▸ JOB
Copy the listing from its beginning through the line containing "54L22 54L26 55L29", changing "person in kayak" to "kayaker" and leaving everything else unaltered.

____________

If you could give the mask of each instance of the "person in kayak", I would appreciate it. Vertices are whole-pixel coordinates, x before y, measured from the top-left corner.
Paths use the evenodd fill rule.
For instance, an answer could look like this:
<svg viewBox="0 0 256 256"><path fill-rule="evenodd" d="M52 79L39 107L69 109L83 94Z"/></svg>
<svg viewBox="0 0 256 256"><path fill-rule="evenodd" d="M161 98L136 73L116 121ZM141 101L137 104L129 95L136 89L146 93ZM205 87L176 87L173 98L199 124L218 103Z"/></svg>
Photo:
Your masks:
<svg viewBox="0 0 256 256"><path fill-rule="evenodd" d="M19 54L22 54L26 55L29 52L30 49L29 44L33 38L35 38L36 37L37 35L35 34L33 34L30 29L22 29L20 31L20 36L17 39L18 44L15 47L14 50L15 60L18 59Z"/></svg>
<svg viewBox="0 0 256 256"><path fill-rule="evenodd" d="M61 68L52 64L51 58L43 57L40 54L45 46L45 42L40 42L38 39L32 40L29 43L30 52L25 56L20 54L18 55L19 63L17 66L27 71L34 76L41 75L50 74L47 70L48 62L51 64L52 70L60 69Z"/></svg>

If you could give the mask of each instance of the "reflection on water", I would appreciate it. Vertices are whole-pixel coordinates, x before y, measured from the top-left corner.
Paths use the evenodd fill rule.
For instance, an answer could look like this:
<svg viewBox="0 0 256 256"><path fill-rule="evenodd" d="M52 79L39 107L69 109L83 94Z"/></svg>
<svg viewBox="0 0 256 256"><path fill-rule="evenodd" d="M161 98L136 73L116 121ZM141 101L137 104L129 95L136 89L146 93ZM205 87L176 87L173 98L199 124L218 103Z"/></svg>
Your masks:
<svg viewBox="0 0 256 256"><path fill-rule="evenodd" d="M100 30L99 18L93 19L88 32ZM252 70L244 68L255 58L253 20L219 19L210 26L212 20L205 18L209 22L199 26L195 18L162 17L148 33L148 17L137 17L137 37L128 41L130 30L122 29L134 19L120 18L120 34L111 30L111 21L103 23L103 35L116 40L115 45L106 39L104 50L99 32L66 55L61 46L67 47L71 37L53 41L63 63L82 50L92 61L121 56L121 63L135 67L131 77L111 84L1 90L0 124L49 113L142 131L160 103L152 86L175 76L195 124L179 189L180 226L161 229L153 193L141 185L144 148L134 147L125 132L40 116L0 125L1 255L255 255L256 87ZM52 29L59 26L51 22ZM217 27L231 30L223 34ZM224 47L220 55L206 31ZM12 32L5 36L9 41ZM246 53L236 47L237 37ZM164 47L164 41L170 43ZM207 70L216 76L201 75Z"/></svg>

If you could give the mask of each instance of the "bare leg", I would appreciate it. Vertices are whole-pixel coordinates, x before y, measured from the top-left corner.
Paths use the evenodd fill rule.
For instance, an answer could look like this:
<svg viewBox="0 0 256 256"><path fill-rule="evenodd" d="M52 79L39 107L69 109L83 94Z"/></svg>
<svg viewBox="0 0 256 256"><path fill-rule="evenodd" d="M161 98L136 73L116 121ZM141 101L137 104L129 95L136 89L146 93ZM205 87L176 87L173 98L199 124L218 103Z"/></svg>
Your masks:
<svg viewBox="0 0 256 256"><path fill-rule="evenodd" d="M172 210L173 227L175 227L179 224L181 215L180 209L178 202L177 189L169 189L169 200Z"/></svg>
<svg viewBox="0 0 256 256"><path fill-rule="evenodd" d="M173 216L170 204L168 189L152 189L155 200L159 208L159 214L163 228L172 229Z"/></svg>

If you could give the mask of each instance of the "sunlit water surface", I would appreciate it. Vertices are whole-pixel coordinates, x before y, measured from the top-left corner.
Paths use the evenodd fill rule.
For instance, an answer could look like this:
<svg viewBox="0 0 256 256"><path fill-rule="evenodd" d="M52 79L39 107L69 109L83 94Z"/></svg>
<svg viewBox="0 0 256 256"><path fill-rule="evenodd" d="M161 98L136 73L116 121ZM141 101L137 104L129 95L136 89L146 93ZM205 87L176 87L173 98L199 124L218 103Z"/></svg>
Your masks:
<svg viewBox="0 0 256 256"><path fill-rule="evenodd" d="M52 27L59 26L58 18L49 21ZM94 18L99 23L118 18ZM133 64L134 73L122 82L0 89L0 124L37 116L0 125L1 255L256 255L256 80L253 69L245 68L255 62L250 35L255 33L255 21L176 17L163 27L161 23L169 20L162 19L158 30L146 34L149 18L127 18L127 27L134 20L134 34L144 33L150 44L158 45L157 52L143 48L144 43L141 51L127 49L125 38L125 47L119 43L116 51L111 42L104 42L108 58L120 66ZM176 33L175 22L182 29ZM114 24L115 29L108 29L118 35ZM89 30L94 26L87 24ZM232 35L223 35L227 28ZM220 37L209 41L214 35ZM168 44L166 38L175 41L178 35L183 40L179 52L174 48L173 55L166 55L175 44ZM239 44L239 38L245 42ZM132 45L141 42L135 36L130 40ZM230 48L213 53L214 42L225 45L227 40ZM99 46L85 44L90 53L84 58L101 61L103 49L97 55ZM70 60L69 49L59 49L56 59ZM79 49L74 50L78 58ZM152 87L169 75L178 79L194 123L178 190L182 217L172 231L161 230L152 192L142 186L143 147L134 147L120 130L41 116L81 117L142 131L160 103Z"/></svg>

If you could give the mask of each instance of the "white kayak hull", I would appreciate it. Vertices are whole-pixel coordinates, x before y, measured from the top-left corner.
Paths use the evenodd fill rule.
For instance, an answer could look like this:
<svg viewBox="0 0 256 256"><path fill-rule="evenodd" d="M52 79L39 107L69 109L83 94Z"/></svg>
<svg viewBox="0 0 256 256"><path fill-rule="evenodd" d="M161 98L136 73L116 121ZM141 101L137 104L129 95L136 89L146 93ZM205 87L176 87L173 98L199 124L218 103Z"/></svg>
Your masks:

____________

▸ RESPONSE TO THIS TASK
If you could give the mask of each instance of the "kayaker", I would appreciate it. Vertices are whole-pixel coordinates, x before y, measured from the top-left corner.
Paths use the evenodd fill rule.
For instance, an answer could look like this:
<svg viewBox="0 0 256 256"><path fill-rule="evenodd" d="M52 79L39 107L69 109L83 94Z"/></svg>
<svg viewBox="0 0 256 256"><path fill-rule="evenodd" d="M161 98L136 73L116 121ZM141 101L137 104L129 95L136 89L146 93ZM205 87L176 87L173 98L199 124L218 103Z"/></svg>
Photo:
Your masks:
<svg viewBox="0 0 256 256"><path fill-rule="evenodd" d="M19 54L22 54L26 55L29 52L30 49L29 44L33 38L35 38L36 37L37 35L35 34L33 34L30 29L22 29L20 31L20 36L17 39L18 44L15 47L14 50L15 60L18 59Z"/></svg>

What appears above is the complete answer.